Extract provided →
▶

Sickeningly Christian

Eyes Wide Open - Ted Dekker

I don't want this to come off the wrong way, as my intent is not to bash anyone's specific religious beliefs. I was actually a pretty big Ted Dekker fan when I was younger, but my own religious beliefs have since changed and this is the first Dekker book I've had a go at since then. And, to be blunt: I found it disappointing as a story. Almost to the point of being insulted.

 

 

The premise is somewhat interesting, even if the back is extremely misleading: the main character spends a chapter trapped in a "coffin", not the entirety of the book. The rest is the two main characters "trapped" in a mental hospital.

 

To Dekker's credit, I liked some of the intense existential stuff that he played out in the situation, such as the question of "would you rather be right, or at peace?" And I still like the man's writing style; he is good at writing thrillers. For the most part.

◀

Work task 1 → Please reproduce the part of the review between "I don't want" and "of being insulted.", inclusive.
Work task 2 → According to the review, where are the two main characters "trapped" for the rest of the book?
The listing that comes next has no connection to the review.

Supplied records →
▶

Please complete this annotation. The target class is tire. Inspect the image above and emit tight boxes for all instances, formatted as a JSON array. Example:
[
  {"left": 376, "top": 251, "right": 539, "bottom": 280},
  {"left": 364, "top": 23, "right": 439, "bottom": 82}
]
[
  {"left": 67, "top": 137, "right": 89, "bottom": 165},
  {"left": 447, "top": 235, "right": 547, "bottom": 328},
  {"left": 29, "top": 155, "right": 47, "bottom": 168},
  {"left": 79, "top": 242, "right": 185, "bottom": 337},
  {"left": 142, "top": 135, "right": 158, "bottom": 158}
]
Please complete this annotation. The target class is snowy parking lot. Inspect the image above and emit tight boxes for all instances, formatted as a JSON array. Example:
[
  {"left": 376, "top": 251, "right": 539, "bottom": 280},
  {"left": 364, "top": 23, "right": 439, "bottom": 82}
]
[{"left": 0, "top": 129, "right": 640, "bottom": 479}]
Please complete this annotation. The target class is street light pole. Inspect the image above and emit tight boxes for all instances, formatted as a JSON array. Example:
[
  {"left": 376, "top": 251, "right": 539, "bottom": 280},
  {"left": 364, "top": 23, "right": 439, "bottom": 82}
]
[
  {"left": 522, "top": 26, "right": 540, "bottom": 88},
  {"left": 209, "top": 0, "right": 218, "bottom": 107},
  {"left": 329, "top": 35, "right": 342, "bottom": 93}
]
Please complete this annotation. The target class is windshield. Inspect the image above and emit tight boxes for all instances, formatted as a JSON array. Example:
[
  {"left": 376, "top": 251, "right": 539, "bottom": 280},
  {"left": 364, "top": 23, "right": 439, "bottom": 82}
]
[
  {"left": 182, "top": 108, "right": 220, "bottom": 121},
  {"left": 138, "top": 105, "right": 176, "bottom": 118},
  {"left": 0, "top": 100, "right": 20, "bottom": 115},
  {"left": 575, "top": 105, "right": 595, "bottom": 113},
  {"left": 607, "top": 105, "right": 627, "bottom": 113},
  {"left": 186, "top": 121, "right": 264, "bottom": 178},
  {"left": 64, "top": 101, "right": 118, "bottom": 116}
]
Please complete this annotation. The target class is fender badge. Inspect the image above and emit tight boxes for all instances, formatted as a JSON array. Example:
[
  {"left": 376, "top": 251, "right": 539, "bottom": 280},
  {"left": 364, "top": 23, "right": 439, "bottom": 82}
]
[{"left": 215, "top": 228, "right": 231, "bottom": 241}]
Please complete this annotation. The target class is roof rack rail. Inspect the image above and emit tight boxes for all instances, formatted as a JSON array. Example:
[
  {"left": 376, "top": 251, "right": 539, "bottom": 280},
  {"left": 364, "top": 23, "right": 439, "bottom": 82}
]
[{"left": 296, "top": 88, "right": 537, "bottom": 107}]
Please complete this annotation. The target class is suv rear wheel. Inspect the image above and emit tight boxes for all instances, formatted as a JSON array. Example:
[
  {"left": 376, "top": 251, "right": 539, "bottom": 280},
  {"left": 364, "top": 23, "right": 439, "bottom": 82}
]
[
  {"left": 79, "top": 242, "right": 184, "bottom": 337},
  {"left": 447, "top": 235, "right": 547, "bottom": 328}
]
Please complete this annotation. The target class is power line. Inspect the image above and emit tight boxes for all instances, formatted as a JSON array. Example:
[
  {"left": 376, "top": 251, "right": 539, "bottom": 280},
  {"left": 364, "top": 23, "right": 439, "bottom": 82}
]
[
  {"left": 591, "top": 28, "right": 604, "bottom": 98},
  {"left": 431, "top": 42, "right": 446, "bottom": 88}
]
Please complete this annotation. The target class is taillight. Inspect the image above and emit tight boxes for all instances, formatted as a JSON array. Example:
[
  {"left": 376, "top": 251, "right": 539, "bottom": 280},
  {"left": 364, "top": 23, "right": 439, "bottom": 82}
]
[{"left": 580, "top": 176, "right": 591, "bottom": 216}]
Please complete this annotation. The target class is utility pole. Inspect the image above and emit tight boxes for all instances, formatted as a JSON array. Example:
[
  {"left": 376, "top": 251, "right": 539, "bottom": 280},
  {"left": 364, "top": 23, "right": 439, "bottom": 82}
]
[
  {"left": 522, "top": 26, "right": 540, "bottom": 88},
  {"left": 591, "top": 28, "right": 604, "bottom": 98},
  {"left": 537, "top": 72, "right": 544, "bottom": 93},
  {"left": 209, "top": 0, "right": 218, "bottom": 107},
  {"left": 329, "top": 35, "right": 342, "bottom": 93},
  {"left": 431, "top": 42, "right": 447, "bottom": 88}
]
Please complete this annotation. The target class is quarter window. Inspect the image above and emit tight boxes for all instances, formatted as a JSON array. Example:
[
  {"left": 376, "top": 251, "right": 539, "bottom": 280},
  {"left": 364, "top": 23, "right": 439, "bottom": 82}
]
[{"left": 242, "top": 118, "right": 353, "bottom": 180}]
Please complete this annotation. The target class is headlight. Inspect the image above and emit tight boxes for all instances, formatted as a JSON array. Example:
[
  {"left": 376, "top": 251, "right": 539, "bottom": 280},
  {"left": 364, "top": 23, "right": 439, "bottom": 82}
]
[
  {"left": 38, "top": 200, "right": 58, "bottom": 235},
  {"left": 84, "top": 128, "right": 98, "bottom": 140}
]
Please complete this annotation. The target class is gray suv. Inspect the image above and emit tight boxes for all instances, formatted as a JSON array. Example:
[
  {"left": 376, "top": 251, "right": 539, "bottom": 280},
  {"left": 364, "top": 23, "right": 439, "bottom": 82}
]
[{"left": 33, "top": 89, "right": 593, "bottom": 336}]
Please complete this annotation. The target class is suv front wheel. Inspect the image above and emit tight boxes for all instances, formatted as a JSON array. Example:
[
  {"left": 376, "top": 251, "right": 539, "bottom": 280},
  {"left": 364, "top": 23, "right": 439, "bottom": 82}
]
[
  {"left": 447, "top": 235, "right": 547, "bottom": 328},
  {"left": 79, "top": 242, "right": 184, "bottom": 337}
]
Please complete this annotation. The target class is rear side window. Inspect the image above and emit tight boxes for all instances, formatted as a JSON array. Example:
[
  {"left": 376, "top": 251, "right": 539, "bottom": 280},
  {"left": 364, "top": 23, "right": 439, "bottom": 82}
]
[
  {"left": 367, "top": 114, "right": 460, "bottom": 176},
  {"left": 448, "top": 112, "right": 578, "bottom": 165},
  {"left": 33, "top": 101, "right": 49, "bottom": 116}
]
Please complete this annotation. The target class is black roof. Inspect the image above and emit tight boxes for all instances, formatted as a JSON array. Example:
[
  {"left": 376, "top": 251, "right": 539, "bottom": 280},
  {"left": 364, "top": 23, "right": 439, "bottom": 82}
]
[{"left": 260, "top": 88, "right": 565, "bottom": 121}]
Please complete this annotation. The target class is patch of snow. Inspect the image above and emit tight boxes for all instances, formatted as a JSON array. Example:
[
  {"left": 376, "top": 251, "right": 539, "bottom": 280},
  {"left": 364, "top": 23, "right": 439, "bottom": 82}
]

◀
▶

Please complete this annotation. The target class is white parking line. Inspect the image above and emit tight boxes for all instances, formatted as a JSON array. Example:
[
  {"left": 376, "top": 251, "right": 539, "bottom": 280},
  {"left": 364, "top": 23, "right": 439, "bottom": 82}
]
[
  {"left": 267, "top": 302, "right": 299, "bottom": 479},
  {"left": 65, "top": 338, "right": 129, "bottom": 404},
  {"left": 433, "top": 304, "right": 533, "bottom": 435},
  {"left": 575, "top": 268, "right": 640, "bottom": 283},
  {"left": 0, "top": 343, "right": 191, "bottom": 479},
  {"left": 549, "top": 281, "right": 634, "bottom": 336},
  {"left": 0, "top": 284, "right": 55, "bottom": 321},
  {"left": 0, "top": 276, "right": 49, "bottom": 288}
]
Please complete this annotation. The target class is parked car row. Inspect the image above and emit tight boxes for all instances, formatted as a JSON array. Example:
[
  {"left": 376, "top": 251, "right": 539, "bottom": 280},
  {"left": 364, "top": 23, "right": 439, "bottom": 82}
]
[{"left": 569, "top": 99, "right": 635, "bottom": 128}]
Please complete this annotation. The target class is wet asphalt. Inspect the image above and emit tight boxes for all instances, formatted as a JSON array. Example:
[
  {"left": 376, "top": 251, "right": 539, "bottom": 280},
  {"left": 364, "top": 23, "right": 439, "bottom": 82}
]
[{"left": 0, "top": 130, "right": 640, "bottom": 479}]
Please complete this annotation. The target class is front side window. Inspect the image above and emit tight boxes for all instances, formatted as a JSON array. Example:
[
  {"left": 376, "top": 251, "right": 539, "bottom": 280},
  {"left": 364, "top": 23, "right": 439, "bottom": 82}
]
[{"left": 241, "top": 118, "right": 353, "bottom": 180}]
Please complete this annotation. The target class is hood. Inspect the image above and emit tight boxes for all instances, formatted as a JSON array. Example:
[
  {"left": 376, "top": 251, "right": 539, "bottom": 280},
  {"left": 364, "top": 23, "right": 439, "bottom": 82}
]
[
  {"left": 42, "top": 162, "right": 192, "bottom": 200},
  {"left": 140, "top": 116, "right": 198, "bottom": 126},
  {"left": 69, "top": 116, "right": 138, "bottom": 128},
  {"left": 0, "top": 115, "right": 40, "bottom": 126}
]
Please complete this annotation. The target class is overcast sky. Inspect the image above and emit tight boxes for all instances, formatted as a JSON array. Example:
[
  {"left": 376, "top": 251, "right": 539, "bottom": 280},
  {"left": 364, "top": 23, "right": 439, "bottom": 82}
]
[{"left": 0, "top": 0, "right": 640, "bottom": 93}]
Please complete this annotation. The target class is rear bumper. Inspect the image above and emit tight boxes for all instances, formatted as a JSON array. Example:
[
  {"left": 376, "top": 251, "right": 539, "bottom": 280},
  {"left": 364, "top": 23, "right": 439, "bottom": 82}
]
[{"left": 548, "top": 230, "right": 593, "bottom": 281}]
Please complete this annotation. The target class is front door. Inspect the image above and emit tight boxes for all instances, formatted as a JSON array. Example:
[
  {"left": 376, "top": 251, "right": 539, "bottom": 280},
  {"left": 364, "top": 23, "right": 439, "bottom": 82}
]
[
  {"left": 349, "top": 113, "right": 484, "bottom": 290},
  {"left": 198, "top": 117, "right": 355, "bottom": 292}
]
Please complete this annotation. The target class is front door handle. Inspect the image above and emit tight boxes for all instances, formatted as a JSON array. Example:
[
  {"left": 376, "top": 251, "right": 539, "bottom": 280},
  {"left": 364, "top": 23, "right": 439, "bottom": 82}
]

◀
▶

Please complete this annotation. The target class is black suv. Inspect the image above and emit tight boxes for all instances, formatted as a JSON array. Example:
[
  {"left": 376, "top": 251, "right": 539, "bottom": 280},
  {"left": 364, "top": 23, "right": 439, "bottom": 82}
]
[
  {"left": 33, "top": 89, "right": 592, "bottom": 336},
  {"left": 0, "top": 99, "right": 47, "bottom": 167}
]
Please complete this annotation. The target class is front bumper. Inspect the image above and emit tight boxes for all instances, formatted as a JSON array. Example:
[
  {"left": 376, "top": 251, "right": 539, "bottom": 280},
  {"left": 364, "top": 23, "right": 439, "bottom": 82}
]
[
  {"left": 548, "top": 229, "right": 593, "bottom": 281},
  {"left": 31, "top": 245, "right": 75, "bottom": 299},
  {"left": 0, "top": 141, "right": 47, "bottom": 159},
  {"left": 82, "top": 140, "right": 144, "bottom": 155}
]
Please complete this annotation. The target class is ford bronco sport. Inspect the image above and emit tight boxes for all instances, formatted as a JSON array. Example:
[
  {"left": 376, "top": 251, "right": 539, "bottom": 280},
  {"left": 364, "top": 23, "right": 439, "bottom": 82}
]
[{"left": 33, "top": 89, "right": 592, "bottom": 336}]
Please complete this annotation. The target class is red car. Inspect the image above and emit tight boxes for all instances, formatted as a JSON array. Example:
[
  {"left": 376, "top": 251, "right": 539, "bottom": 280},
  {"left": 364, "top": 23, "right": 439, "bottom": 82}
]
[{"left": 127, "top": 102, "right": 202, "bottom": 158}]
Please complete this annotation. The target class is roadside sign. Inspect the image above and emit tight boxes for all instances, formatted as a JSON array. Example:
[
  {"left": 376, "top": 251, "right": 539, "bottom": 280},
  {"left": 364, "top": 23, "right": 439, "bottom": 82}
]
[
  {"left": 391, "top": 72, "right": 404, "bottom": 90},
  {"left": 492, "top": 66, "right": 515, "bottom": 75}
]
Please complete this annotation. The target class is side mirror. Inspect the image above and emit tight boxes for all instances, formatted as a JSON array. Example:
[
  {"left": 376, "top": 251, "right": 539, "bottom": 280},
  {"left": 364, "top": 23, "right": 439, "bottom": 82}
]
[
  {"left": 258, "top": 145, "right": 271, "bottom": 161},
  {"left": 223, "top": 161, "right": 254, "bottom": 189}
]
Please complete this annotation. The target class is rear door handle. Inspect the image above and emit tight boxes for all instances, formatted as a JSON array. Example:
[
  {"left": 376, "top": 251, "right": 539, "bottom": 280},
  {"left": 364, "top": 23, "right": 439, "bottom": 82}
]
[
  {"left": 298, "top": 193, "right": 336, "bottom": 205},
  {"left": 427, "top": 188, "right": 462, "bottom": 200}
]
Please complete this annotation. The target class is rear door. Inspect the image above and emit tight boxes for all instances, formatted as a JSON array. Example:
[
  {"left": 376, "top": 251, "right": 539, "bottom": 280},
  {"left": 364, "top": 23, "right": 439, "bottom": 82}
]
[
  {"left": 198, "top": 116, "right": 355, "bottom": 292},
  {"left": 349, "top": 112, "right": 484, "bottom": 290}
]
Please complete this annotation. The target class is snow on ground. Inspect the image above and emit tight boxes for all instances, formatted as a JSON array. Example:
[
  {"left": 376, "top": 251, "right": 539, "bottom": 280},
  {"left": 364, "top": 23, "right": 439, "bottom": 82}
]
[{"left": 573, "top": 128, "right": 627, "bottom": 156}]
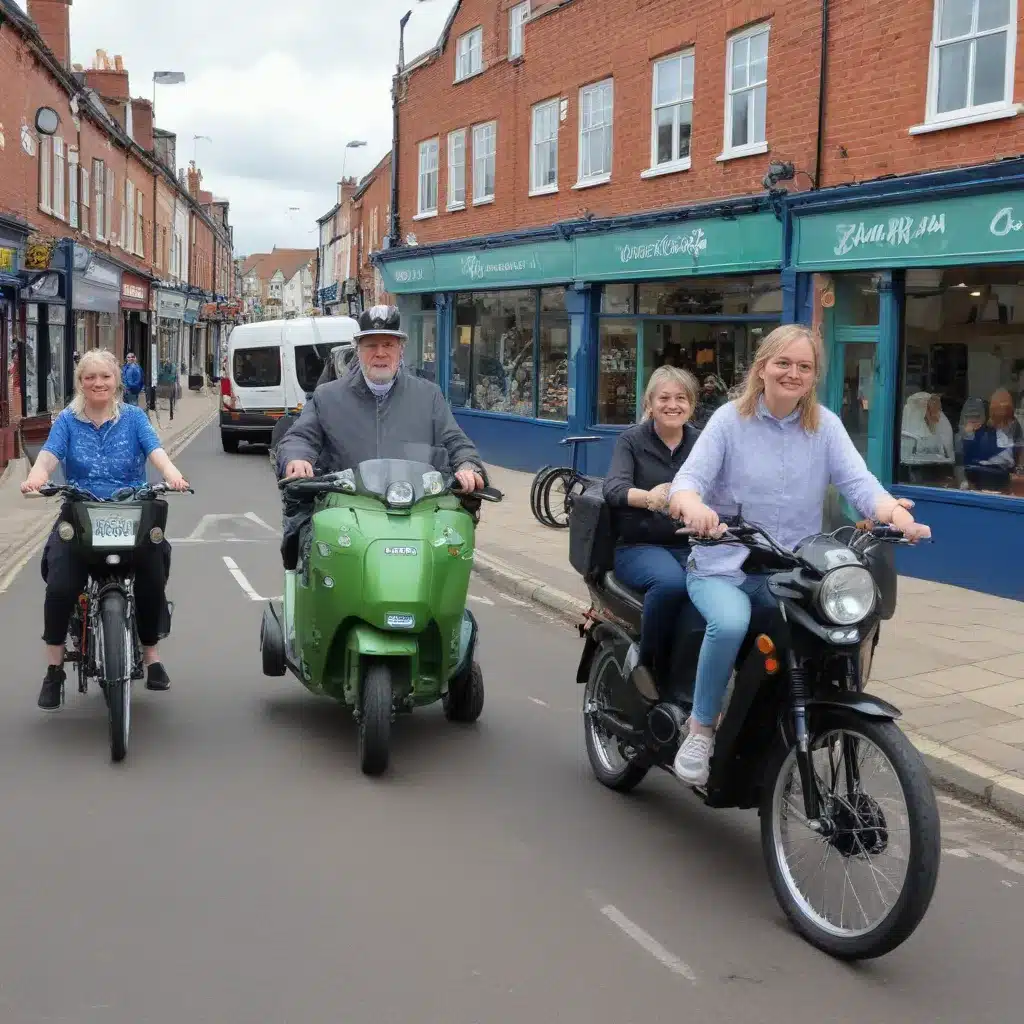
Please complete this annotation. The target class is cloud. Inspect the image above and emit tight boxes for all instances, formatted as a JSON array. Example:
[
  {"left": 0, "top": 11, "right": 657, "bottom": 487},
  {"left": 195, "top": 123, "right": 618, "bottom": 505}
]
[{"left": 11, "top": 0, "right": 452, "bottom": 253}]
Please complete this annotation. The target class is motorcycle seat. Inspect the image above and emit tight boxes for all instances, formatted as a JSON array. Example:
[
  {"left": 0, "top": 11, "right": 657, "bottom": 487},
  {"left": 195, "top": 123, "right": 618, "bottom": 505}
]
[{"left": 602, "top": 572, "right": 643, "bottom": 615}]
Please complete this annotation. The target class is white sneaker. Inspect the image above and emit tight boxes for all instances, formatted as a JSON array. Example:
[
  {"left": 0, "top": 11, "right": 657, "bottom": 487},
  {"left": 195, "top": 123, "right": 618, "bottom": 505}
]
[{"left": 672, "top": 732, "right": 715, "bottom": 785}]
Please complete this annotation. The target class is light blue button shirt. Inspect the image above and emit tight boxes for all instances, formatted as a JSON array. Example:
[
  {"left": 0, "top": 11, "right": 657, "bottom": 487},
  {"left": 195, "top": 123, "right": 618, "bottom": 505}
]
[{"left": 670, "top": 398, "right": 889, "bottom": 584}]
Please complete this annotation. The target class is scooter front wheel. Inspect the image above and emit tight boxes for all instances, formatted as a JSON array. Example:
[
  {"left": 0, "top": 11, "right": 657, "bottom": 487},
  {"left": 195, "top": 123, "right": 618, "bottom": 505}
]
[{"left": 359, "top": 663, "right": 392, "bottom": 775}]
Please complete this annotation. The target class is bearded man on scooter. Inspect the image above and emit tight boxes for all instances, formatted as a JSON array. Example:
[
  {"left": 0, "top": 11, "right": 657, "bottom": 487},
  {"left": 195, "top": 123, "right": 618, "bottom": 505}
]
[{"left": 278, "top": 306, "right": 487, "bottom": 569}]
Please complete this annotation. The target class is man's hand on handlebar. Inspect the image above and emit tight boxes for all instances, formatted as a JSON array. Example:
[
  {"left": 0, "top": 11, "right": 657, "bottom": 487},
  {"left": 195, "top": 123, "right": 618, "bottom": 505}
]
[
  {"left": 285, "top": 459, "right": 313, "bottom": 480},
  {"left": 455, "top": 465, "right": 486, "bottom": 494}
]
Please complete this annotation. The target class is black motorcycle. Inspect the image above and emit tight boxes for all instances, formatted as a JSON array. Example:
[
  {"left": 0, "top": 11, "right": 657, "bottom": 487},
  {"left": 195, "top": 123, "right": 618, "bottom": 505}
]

◀

Output 1 →
I don't want this to come off the wrong way, as my intent is not to bash anyone's specific religious beliefs. I was actually a pretty big Ted Dekker fan when I was younger, but my own religious beliefs have since changed and this is the first Dekker book I've had a go at since then. And, to be blunt: I found it disappointing as a story. Almost to the point of being insulted.

Output 2 → In a mental hospital.